■ **Job**
Write out precisely the lines beginning with the line that contains "the monk's face" and ending with the last line of the entries, and no other lines.

============

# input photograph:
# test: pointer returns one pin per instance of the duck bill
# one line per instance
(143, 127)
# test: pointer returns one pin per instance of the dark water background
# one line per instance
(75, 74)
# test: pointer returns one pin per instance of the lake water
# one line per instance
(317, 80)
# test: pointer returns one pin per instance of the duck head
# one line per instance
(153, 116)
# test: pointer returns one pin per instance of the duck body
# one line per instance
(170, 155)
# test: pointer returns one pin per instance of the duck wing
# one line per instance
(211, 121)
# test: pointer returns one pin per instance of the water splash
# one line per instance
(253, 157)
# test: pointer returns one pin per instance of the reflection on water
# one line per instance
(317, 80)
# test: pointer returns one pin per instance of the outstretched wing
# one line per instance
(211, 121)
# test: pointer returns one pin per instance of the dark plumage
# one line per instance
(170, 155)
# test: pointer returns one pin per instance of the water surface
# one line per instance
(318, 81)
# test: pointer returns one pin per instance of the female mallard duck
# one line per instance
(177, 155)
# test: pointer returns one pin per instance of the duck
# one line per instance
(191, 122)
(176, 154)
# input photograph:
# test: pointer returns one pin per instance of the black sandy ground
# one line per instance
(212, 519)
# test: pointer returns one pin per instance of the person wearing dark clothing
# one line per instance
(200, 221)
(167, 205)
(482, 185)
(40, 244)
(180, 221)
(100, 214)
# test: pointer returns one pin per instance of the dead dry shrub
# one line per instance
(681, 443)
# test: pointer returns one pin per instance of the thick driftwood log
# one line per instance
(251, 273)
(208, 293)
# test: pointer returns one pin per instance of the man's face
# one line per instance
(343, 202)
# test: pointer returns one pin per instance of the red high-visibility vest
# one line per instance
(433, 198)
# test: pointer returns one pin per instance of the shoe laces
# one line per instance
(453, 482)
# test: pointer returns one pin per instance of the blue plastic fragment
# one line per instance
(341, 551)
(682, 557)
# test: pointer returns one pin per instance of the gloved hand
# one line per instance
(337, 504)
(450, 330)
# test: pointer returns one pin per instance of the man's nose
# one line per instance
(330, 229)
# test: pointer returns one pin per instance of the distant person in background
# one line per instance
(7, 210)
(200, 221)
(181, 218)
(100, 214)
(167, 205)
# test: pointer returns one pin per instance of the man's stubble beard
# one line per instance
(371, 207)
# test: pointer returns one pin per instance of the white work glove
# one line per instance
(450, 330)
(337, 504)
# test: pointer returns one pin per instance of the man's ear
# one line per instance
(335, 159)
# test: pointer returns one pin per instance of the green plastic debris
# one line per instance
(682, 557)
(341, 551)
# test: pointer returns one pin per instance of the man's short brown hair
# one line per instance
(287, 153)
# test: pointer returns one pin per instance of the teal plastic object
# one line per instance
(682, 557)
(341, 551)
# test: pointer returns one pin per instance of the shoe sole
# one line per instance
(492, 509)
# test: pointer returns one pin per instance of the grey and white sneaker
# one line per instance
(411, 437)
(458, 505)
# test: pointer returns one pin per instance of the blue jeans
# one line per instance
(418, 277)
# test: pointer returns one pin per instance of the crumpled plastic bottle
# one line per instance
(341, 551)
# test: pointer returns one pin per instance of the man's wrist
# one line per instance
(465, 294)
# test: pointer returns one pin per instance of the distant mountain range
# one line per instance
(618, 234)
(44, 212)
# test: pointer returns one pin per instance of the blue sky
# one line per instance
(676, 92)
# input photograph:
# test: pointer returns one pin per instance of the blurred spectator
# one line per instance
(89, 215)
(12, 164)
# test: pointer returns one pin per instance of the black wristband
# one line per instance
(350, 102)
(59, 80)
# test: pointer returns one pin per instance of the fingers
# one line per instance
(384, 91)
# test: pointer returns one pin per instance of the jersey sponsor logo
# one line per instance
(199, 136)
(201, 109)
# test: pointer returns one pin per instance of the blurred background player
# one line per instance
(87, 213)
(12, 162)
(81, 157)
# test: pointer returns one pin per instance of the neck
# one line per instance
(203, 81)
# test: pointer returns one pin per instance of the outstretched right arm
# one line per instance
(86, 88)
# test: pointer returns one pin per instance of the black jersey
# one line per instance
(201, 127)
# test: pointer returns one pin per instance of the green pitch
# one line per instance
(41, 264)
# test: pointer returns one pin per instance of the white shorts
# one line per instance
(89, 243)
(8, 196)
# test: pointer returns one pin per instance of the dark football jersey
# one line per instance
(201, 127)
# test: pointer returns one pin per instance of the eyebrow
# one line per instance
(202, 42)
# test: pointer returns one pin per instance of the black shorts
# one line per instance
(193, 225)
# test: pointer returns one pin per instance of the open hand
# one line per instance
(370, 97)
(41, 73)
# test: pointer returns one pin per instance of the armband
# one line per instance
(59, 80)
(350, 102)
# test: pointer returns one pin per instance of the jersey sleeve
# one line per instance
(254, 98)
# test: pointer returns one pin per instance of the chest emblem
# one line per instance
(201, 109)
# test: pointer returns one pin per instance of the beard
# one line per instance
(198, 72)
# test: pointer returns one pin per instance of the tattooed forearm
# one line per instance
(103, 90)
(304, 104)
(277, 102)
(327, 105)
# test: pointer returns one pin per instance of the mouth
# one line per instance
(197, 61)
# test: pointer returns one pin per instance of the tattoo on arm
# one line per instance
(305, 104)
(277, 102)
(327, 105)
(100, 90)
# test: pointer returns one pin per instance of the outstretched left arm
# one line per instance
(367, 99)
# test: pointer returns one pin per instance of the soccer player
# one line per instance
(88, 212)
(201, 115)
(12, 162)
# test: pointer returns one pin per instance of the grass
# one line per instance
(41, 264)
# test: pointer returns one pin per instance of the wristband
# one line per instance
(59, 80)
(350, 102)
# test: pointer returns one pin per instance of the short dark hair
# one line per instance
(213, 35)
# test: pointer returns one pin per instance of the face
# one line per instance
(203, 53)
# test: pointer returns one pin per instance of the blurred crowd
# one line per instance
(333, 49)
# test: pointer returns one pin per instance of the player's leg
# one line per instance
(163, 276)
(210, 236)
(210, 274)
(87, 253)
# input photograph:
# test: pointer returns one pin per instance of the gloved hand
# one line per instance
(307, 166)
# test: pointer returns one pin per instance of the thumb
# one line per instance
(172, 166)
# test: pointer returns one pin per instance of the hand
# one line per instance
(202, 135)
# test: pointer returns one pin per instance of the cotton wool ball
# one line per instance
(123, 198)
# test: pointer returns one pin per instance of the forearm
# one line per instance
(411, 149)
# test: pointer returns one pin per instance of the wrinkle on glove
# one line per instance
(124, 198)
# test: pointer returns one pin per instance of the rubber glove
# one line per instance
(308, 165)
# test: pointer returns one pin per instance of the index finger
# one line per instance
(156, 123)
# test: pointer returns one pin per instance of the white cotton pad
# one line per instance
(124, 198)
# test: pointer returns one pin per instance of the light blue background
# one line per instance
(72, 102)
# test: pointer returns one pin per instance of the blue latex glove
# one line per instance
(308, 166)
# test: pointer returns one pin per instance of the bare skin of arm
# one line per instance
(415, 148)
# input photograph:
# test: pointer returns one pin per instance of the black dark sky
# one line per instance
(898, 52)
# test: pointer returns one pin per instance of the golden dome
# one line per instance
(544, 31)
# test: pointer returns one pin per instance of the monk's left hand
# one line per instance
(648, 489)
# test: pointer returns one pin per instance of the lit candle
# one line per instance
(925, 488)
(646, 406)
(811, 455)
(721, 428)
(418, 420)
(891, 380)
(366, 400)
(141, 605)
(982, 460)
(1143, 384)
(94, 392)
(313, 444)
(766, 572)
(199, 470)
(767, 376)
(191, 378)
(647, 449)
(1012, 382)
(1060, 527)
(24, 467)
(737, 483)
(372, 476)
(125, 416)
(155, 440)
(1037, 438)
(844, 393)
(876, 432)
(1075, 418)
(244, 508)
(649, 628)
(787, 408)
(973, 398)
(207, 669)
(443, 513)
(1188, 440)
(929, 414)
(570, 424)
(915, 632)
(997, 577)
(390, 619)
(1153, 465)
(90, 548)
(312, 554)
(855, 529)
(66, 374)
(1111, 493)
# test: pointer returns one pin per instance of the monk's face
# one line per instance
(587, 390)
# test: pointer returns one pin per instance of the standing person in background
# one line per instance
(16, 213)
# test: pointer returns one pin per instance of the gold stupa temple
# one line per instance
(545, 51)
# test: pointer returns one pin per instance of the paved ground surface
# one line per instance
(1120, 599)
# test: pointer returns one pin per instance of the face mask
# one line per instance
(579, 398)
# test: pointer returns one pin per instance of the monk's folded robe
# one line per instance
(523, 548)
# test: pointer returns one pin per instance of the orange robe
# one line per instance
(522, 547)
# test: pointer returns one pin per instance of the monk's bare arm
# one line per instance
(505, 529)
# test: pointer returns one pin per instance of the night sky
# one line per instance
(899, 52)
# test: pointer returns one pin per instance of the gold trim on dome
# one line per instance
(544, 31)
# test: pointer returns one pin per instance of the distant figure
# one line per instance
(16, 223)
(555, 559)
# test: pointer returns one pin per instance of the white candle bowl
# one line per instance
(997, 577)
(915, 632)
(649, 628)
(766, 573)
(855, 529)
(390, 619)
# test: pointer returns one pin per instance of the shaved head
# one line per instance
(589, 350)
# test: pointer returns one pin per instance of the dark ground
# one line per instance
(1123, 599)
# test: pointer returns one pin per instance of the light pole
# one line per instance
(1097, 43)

============

■ **The answer**
# test: pointer returns one pin per instance of the monk's face
# one line per instance
(587, 390)
# test: pointer returns one pin per instance of the standing person in background
# one line per instance
(16, 213)
# test: pointer returns one pin per instance of the gold stupa temple
# one line per instance
(545, 51)
# test: pointer returns one pin per instance of the paved ground surface
# one line per instance
(1120, 599)
# test: pointer returns one pin per instance of the face mask
# one line per instance
(579, 398)
# test: pointer returns one pin per instance of the monk's folded robe
# one line per instance
(523, 548)
# test: pointer returns one pin per instance of the orange robe
# one line per instance
(522, 547)
# test: pointer returns one pin per instance of the monk's bare arm
# one line per instance
(505, 529)
# test: pointer returns one pin per instance of the night sky
# one line per instance
(899, 52)
# test: pointer returns one pin per instance of the gold trim on dome
# one line per instance
(544, 31)
# test: pointer returns one pin per instance of the distant figure
# one line per instance
(16, 223)
(555, 559)
# test: pointer returns one pin per instance of the white candle bowl
# one line per instance
(997, 577)
(915, 632)
(649, 628)
(766, 573)
(855, 529)
(390, 619)
# test: pointer returns one pin per instance of the shaved head
# one line per instance
(589, 350)
# test: pointer returns one pin per instance of the dark ground
# one line per instance
(1123, 599)
# test: pointer returns one pin per instance of the light pole
# one line per instance
(1097, 43)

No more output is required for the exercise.